Page extract
⟨

192 pages | 10 B/W Illus.
This book offers a comprehensive and critical analysis of the tropes employed in the categorization of international students living and studying in Australia. Establishing the position of migrant students as ’subjects of the border’, the author employs various models of emotion in an analysis of the ways in which public debates on migration and education in Australia have problematised international students as an object of national compassion or resentment in relation to other national concerns at the time, such as the country’s place in the Asia-Pacific region, the integrity of its borders and the relative competitiveness of its economy.
Applying an innovative methodology, which combines the breadth of a diachronic study with the depth afforded by the close analysis of a diverse range of case studies – including the protests staged by Indian international students against a spate of violent attacks, which led to their labelling as ‘soft targets’ in national discourses – Australia’s New Migrants constitutes an important contribution to our understanding of the ways in which emotions shape national collectives’ orientation towards others. As such, it will appeal to scholars of sociology, cultural studies and education with interests in migration, race and emotion.

⟩

Data block

⟨

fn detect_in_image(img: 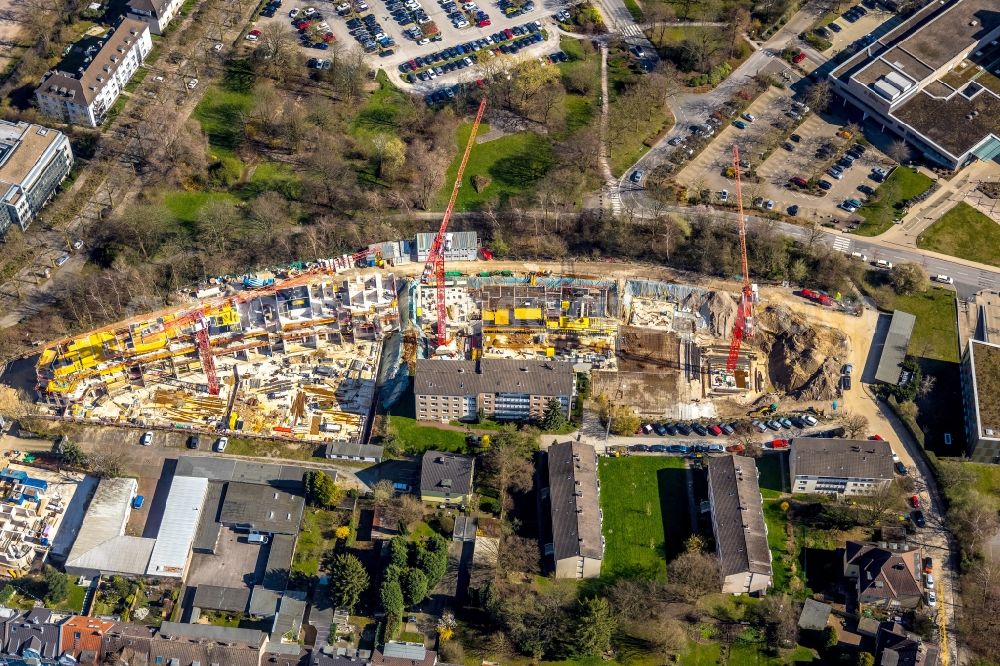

⟩

Challenges
[a] Say whether each statement agrees with the book description: (i) The book runs to 192 pages. (ii) One of the case studies concerns protests by Chinese international students. (iii) The book is said to appeal to scholars of economics. Answer yes or no for each, quoting the deciding words of the text.
[b] Write out the stretch of the book description from "192 pages |" through "of its economy.".

Correct answers
[a]
(i) Yes: "192 pages"
(ii) No: "the protests staged by Indian international students against a spate of violent attacks"
(iii) No: "it will appeal to scholars of sociology, cultural studies and education"

[b]
192 pages | 10 B/W Illus.
This book offers a comprehensive and critical analysis of the tropes employed in the categorization of international students living and studying in Australia. Establishing the position of migrant students as ’subjects of the border’, the author employs various models of emotion in an analysis of the ways in which public debates on migration and education in Australia have problematised international students as an object of national compassion or resentment in relation to other national concerns at the time, such as the country’s place in the Asia-Pacific region, the integrity of its borders and the relative competitiveness of its economy.